**** SUPPLIED MATERIAL

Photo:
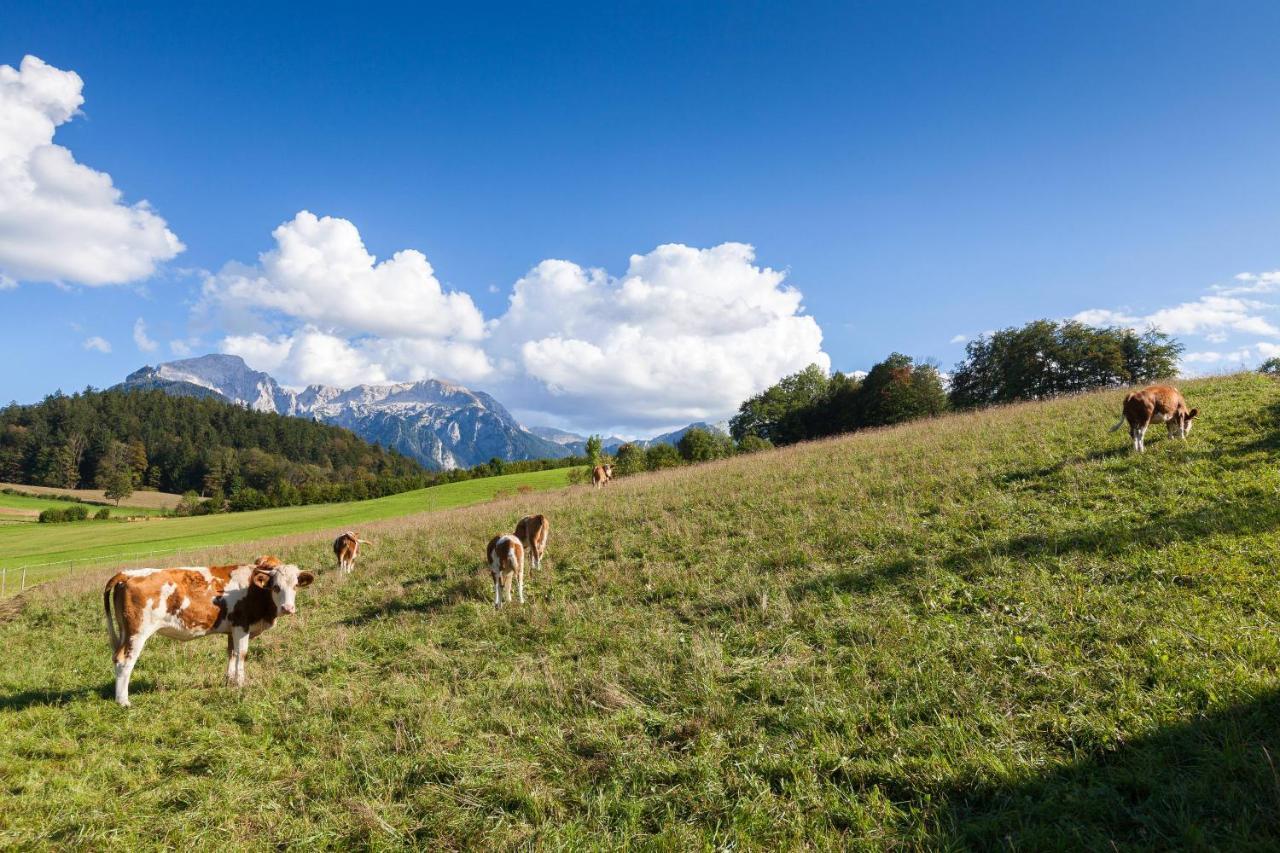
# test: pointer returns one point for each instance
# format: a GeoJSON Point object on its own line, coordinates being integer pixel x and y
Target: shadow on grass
{"type": "Point", "coordinates": [439, 598]}
{"type": "Point", "coordinates": [32, 698]}
{"type": "Point", "coordinates": [1048, 470]}
{"type": "Point", "coordinates": [1210, 783]}
{"type": "Point", "coordinates": [1249, 514]}
{"type": "Point", "coordinates": [863, 580]}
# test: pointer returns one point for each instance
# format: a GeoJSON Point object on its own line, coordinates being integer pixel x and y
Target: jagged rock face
{"type": "Point", "coordinates": [440, 424]}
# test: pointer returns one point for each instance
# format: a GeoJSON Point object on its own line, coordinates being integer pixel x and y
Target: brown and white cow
{"type": "Point", "coordinates": [347, 548]}
{"type": "Point", "coordinates": [531, 530]}
{"type": "Point", "coordinates": [1156, 404]}
{"type": "Point", "coordinates": [506, 559]}
{"type": "Point", "coordinates": [188, 602]}
{"type": "Point", "coordinates": [602, 474]}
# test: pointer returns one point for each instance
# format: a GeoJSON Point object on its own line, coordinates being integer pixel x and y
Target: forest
{"type": "Point", "coordinates": [232, 456]}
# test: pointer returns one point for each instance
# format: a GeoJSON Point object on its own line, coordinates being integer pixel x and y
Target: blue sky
{"type": "Point", "coordinates": [917, 172]}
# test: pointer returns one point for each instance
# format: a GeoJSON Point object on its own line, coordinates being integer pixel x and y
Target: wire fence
{"type": "Point", "coordinates": [18, 579]}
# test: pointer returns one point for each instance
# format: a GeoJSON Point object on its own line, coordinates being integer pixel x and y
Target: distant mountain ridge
{"type": "Point", "coordinates": [440, 424]}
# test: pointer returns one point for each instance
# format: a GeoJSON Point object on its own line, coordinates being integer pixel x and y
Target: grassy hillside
{"type": "Point", "coordinates": [141, 498]}
{"type": "Point", "coordinates": [90, 542]}
{"type": "Point", "coordinates": [33, 505]}
{"type": "Point", "coordinates": [987, 630]}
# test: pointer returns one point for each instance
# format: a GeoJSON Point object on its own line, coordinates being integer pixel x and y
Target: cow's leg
{"type": "Point", "coordinates": [237, 649]}
{"type": "Point", "coordinates": [127, 656]}
{"type": "Point", "coordinates": [231, 658]}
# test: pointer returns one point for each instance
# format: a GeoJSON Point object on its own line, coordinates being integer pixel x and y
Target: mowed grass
{"type": "Point", "coordinates": [992, 630]}
{"type": "Point", "coordinates": [37, 503]}
{"type": "Point", "coordinates": [92, 542]}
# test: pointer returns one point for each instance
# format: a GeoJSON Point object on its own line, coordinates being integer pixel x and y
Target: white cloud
{"type": "Point", "coordinates": [1251, 283]}
{"type": "Point", "coordinates": [1214, 315]}
{"type": "Point", "coordinates": [684, 334]}
{"type": "Point", "coordinates": [140, 337]}
{"type": "Point", "coordinates": [59, 219]}
{"type": "Point", "coordinates": [318, 308]}
{"type": "Point", "coordinates": [320, 273]}
{"type": "Point", "coordinates": [1211, 356]}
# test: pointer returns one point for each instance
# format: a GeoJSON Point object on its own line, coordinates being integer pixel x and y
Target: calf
{"type": "Point", "coordinates": [531, 530]}
{"type": "Point", "coordinates": [506, 561]}
{"type": "Point", "coordinates": [347, 548]}
{"type": "Point", "coordinates": [1159, 404]}
{"type": "Point", "coordinates": [190, 602]}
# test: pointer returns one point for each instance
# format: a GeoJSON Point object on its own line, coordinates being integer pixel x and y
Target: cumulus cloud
{"type": "Point", "coordinates": [320, 273]}
{"type": "Point", "coordinates": [1214, 315]}
{"type": "Point", "coordinates": [319, 308]}
{"type": "Point", "coordinates": [682, 334]}
{"type": "Point", "coordinates": [1230, 316]}
{"type": "Point", "coordinates": [140, 337]}
{"type": "Point", "coordinates": [59, 219]}
{"type": "Point", "coordinates": [1211, 357]}
{"type": "Point", "coordinates": [685, 333]}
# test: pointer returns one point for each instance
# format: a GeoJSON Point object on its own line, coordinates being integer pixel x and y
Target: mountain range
{"type": "Point", "coordinates": [440, 424]}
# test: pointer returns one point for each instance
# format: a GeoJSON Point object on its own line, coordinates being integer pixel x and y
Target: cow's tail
{"type": "Point", "coordinates": [110, 619]}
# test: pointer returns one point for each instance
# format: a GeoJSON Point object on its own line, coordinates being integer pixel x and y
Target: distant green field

********

### WHAT THE TASK REQUIRES
Word for word, print every record, and leave out any picture.

### RESPONSE
Photo:
# test: pointer returns one point for each instance
# format: a GeoJSON Point object on its own line, coordinates being integer pixel x and y
Target: shadow on grass
{"type": "Point", "coordinates": [439, 598]}
{"type": "Point", "coordinates": [32, 698]}
{"type": "Point", "coordinates": [1048, 470]}
{"type": "Point", "coordinates": [1210, 783]}
{"type": "Point", "coordinates": [1249, 514]}
{"type": "Point", "coordinates": [863, 580]}
# test: pointer returns one point for each instance
# format: a GeoJSON Point object on its own line, coordinates being integer pixel x and y
Target: jagged rock face
{"type": "Point", "coordinates": [440, 424]}
# test: pointer returns one point for each instance
# format: a GeoJSON Point object on its own line, coordinates being integer pixel x and y
Target: brown and white cow
{"type": "Point", "coordinates": [347, 548]}
{"type": "Point", "coordinates": [531, 530]}
{"type": "Point", "coordinates": [1156, 404]}
{"type": "Point", "coordinates": [506, 559]}
{"type": "Point", "coordinates": [188, 602]}
{"type": "Point", "coordinates": [602, 474]}
# test: pointer returns one point for each instance
# format: a GeoJSON Point object on its own line, coordinates being integer pixel x and y
Target: forest
{"type": "Point", "coordinates": [232, 456]}
# test: pointer returns one point for each instance
# format: a GeoJSON Point object on its own line, coordinates being integer pixel x and y
Target: blue sky
{"type": "Point", "coordinates": [917, 172]}
# test: pointer returns one point for each instance
# format: a GeoJSON Point object on its own line, coordinates being integer pixel x and y
Target: wire fence
{"type": "Point", "coordinates": [18, 579]}
# test: pointer returns one point for each instance
# format: a GeoJSON Point object on its own line, coordinates being integer pixel x and y
Target: distant mountain ridge
{"type": "Point", "coordinates": [440, 424]}
# test: pointer returns one point for each instance
# format: a GeoJSON Point object on its own line, coordinates being integer pixel x and y
Target: grassy hillside
{"type": "Point", "coordinates": [141, 498]}
{"type": "Point", "coordinates": [90, 542]}
{"type": "Point", "coordinates": [33, 505]}
{"type": "Point", "coordinates": [987, 630]}
# test: pointer returns one point for each instance
# format: a GeoJSON Point object on its own line, coordinates being integer pixel x and y
Target: cow's leg
{"type": "Point", "coordinates": [237, 649]}
{"type": "Point", "coordinates": [127, 656]}
{"type": "Point", "coordinates": [231, 658]}
# test: pointer returns one point for each instance
# format: a GeoJSON Point object on its own line, coordinates being integer pixel x and y
Target: mowed grass
{"type": "Point", "coordinates": [992, 630]}
{"type": "Point", "coordinates": [37, 503]}
{"type": "Point", "coordinates": [92, 542]}
# test: pointer returns one point for each instance
# format: a GeoJSON Point object on its own line, coordinates being integer pixel x and y
Target: white cloud
{"type": "Point", "coordinates": [1251, 283]}
{"type": "Point", "coordinates": [1214, 315]}
{"type": "Point", "coordinates": [684, 334]}
{"type": "Point", "coordinates": [140, 337]}
{"type": "Point", "coordinates": [59, 219]}
{"type": "Point", "coordinates": [318, 308]}
{"type": "Point", "coordinates": [320, 273]}
{"type": "Point", "coordinates": [1211, 356]}
# test: pointer returns one point for each instance
# format: a GeoJSON Point object on its own line, coordinates being integer pixel x and y
Target: calf
{"type": "Point", "coordinates": [531, 530]}
{"type": "Point", "coordinates": [506, 561]}
{"type": "Point", "coordinates": [347, 548]}
{"type": "Point", "coordinates": [1159, 404]}
{"type": "Point", "coordinates": [190, 602]}
# test: pointer returns one point for each instance
# format: a GeoJSON Point object on its own line, coordinates being integer pixel x and y
Target: cumulus cloud
{"type": "Point", "coordinates": [320, 273]}
{"type": "Point", "coordinates": [1214, 315]}
{"type": "Point", "coordinates": [319, 308]}
{"type": "Point", "coordinates": [682, 334]}
{"type": "Point", "coordinates": [1230, 316]}
{"type": "Point", "coordinates": [140, 337]}
{"type": "Point", "coordinates": [59, 219]}
{"type": "Point", "coordinates": [1211, 357]}
{"type": "Point", "coordinates": [685, 333]}
# test: pointer returns one point for each instance
# format: a GeoJSON Point object on its own line, coordinates being integer pixel x and y
Target: mountain range
{"type": "Point", "coordinates": [440, 424]}
# test: pointer returns one point for each instance
# format: a GeoJSON Point object on its own line, coordinates being integer pixel x and y
Target: cow's tail
{"type": "Point", "coordinates": [110, 619]}
# test: pointer returns one point for each instance
# format: a GeoJSON Point object on its own line, coordinates being integer pixel x and y
Target: distant green field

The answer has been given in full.